[Annotated coordinate records]

-*-

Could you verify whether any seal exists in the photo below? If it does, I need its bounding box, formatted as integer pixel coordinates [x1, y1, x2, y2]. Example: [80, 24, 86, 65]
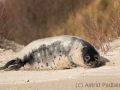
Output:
[0, 35, 100, 70]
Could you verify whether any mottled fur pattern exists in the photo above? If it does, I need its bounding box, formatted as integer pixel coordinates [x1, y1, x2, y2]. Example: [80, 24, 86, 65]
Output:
[0, 35, 100, 70]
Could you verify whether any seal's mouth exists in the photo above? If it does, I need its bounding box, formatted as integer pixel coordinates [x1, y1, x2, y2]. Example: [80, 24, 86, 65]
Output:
[84, 55, 100, 68]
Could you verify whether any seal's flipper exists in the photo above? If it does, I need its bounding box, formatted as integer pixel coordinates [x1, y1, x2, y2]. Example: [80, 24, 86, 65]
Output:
[0, 59, 25, 70]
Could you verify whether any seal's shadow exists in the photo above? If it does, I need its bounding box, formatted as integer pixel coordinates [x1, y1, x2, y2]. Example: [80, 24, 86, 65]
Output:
[99, 56, 110, 67]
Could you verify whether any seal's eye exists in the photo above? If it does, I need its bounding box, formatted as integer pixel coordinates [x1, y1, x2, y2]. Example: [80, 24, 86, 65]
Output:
[94, 55, 98, 61]
[85, 56, 90, 61]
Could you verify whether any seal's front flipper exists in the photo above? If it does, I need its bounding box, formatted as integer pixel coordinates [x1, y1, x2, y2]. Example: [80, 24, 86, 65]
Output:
[0, 59, 25, 71]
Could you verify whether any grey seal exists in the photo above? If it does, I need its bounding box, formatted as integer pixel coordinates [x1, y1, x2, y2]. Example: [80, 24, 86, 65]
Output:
[0, 35, 100, 70]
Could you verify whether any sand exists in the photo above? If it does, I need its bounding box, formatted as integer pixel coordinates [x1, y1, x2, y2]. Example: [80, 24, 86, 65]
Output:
[0, 38, 120, 90]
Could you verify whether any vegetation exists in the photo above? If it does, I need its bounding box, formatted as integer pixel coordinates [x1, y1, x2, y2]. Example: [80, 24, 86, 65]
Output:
[0, 0, 120, 48]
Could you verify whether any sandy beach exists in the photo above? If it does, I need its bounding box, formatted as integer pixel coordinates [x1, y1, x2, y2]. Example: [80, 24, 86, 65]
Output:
[0, 38, 120, 90]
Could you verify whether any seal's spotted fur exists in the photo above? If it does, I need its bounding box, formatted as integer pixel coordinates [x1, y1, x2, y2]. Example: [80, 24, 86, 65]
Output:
[0, 35, 100, 70]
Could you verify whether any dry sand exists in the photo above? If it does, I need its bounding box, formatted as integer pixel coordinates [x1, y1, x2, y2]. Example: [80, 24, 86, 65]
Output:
[0, 38, 120, 90]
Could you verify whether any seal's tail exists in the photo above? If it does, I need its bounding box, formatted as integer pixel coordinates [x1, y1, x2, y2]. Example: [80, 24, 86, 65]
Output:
[0, 60, 15, 70]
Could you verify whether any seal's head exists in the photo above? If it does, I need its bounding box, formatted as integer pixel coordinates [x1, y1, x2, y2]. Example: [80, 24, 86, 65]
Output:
[82, 45, 100, 68]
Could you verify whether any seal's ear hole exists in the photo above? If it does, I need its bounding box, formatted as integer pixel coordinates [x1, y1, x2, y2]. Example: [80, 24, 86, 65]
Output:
[82, 45, 87, 51]
[94, 55, 99, 61]
[84, 56, 90, 61]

-*-

● Stated exercise: Convert every line of the items above into a JSON list of strings, with one string per line and blank lines skipped. Leave the pictures out of the list.

● Complete response:
[
  "Could you verify whether any seal exists in the photo below? If it does, I need its bounding box, formatted as integer pixel coordinates [x1, y1, x2, y2]. Example: [80, 24, 86, 65]",
  "Output:",
  "[0, 35, 100, 70]",
  "Could you verify whether any mottled fur pattern exists in the photo above? If it does, I need its bounding box, formatted as integer pixel coordinates [x1, y1, x2, y2]. Example: [80, 24, 86, 65]",
  "Output:",
  "[0, 35, 100, 70]",
  "Could you verify whether any seal's mouth exists in the photo above? If it does, I need its bounding box, formatted as integer pixel coordinates [x1, y1, x2, y2]. Example: [80, 24, 86, 65]",
  "Output:",
  "[84, 55, 100, 68]",
  "Could you verify whether any seal's flipper exists in the photo above? If it does, I need its bounding box, formatted as integer pixel coordinates [x1, y1, x2, y2]. Example: [80, 24, 86, 65]",
  "Output:",
  "[0, 59, 25, 70]",
  "Could you verify whether any seal's shadow exists in the photo above? If it does, I need its bounding box, formatted as integer pixel coordinates [x1, y1, x2, y2]. Example: [80, 24, 86, 65]",
  "Output:",
  "[99, 56, 110, 67]",
  "Could you verify whether any seal's eye exists in the photo above? If it does, I need its bounding box, formatted as integer pixel coordinates [x1, y1, x2, y2]. Example: [80, 24, 86, 65]",
  "Output:",
  "[94, 55, 98, 61]",
  "[85, 56, 90, 61]",
  "Could you verify whether any seal's front flipper exists in the photo above? If it does, I need its bounding box, formatted as integer pixel coordinates [x1, y1, x2, y2]. Example: [80, 24, 86, 65]",
  "Output:",
  "[0, 59, 25, 71]",
  "Could you verify whether any grey seal exists in the photo above? If it does, I need its bounding box, formatted as integer pixel coordinates [x1, y1, x2, y2]. Example: [80, 24, 86, 65]",
  "Output:",
  "[0, 35, 100, 70]",
  "Could you verify whether any sand exists in the photo above? If it does, I need its bounding box, formatted as integer pixel coordinates [x1, y1, x2, y2]. Example: [80, 24, 86, 65]",
  "Output:",
  "[0, 38, 120, 90]",
  "Could you verify whether any vegetation exists in the photo above? If it does, I need its bounding box, formatted as integer pixel coordinates [x1, y1, x2, y2]. Example: [80, 24, 86, 65]",
  "Output:",
  "[0, 0, 120, 48]",
  "Could you verify whether any sandy beach exists in the photo above? If it does, I need its bounding box, formatted as integer pixel coordinates [x1, y1, x2, y2]. Example: [80, 24, 86, 65]",
  "Output:",
  "[0, 38, 120, 90]",
  "Could you verify whether any seal's spotted fur exists in the photo above? If it does, I need its bounding box, formatted as integer pixel coordinates [x1, y1, x2, y2]. Example: [80, 24, 86, 65]",
  "Output:",
  "[0, 35, 100, 70]",
  "Could you verify whether any dry sand exists in the photo above? If it does, I need its bounding box, formatted as integer pixel coordinates [x1, y1, x2, y2]. Example: [80, 24, 86, 65]",
  "Output:",
  "[0, 38, 120, 90]",
  "Could you verify whether any seal's tail exists in the photo above? If it does, I need its bounding box, formatted as integer pixel coordinates [x1, y1, x2, y2]. Example: [80, 24, 86, 65]",
  "Output:",
  "[0, 60, 15, 70]",
  "Could you verify whether any seal's head exists in the photo above? If it does, I need its bounding box, formatted as integer pixel coordinates [x1, y1, x2, y2]. Example: [80, 24, 86, 65]",
  "Output:",
  "[82, 45, 100, 68]",
  "Could you verify whether any seal's ear hole exists in the photo above? If it does, I need its bounding box, formatted as integer pixel coordinates [x1, y1, x2, y2]. Example: [80, 24, 86, 65]",
  "Output:",
  "[82, 45, 87, 51]",
  "[94, 55, 99, 61]",
  "[84, 56, 90, 61]"
]